### 元の文章 ###
明るく力強く一つになった空気に、the pillowsの今を見たツアーファイナル
the pillows | 2012.06.28
今年1月にリリースされたアルバム『TRIAL』を引っ提げた全国ツアーが、6月16日のZEPP TOKYOでファイナルを迎えた。厳密には、山中さわお(Vo&G)の体調不良で6月22日に延期になった新潟公演が最後のライヴになったのだが、とは言え、この日は、ファイナルならではの空気感に満ち満ちていたと思う。
ソールドアウトということで、たくさんのバスターズ(pillowsのファン)で埋め尽くされた会場。熱い拍手に迎えられて、メンバーは気張る様子も見せずにふらっと現れると、山中の「アウイエー!」という叫びから、『TRIAL』の1曲目を飾っていた「Revival」でライヴの幕を開けた。それから、「Xavier」「ROCK’N’ROLL SINNERS」と、サクサクと進んで行く。山中は「久しぶりじゃないか、みんな元気?」と問い掛けると、「さわおさんは元気?」と逆に返してくる男の子の声が。それに対して、さわおは「俺は元気ありまくりよ!」と答えてみせる。もちろん、オーディエンスも負けてはいない。「Flashback Story」では、オーディエンスも「ワン、ツー、ワンツースリーフォー!」とカウントを叫ぶ。また「ターミナル・ヘヴンズ・ロック」では、イントロで歓喜の声援が。やっぱり、バスターズの一体感や熱狂は、群を抜いている。その後のMCで山中は「昨日、今年初めて蚊に刺されてさ」と言いながら、サポートメンバーの鈴木淳(B)に「イライラするから足の指を一本折らせて」と、ムチャクチャな絡み(!!)。鈴木が「いいよ」と笑顔で言うと、今度は真鍋吉明(G)に「淳が役に立たないから、いつも楽屋で弾いている『ふるさと』弾いてくれよ」と、言いたい放題(!!)。しかし、この後に披露された「ふるさと」が実に染み入るメロディで、プレゼントのように嬉しく感じられた。こういうナチュラルな機転は、結成20年を越える余裕からくるものか、それとも、何年も経っても絶えぬ遊び心からくるものか?……きっと、どっちとも言えるはず。
###
# やること:
上のライブレポートの「やっぱり、バスターズの一体感や熱狂は、群を抜いている。」という一文を英語に訳してください。
### 用意したデータ ###
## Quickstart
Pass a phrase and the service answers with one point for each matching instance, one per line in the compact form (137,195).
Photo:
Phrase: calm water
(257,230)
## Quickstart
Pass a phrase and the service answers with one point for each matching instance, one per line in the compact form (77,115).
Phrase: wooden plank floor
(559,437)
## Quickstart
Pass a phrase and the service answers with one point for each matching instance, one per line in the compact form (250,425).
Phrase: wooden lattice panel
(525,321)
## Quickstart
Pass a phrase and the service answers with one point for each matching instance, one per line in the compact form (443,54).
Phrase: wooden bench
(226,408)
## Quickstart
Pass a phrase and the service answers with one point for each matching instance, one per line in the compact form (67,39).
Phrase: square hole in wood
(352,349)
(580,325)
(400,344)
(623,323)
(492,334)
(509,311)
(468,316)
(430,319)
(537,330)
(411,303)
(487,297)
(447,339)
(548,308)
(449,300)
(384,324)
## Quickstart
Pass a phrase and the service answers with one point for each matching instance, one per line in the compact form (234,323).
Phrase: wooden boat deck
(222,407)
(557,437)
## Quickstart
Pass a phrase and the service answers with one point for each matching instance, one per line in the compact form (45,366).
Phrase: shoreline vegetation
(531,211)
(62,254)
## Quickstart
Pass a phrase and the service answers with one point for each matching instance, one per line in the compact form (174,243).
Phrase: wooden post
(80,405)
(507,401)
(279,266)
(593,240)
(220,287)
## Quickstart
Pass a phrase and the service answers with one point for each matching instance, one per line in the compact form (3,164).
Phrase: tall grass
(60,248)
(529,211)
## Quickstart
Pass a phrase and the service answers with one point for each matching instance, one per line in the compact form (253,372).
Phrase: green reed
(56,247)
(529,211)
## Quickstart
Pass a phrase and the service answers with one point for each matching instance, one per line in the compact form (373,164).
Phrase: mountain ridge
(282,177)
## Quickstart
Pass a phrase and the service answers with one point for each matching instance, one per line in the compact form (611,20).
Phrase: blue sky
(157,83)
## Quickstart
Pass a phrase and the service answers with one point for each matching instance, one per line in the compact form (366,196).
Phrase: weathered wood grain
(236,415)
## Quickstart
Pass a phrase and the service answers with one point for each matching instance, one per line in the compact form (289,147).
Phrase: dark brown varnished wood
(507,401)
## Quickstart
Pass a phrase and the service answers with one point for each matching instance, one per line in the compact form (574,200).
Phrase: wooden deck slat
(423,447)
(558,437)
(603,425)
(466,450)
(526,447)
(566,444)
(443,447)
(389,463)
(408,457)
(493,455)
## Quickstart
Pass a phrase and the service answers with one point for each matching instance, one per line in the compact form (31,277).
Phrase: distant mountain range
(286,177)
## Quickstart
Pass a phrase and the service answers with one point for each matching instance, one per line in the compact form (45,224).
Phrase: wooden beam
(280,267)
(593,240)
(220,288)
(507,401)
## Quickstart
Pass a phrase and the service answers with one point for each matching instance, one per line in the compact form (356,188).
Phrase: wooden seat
###
# 解答例:
As you'd expect, the Busters' sense of unity and excitement is in a league of its own.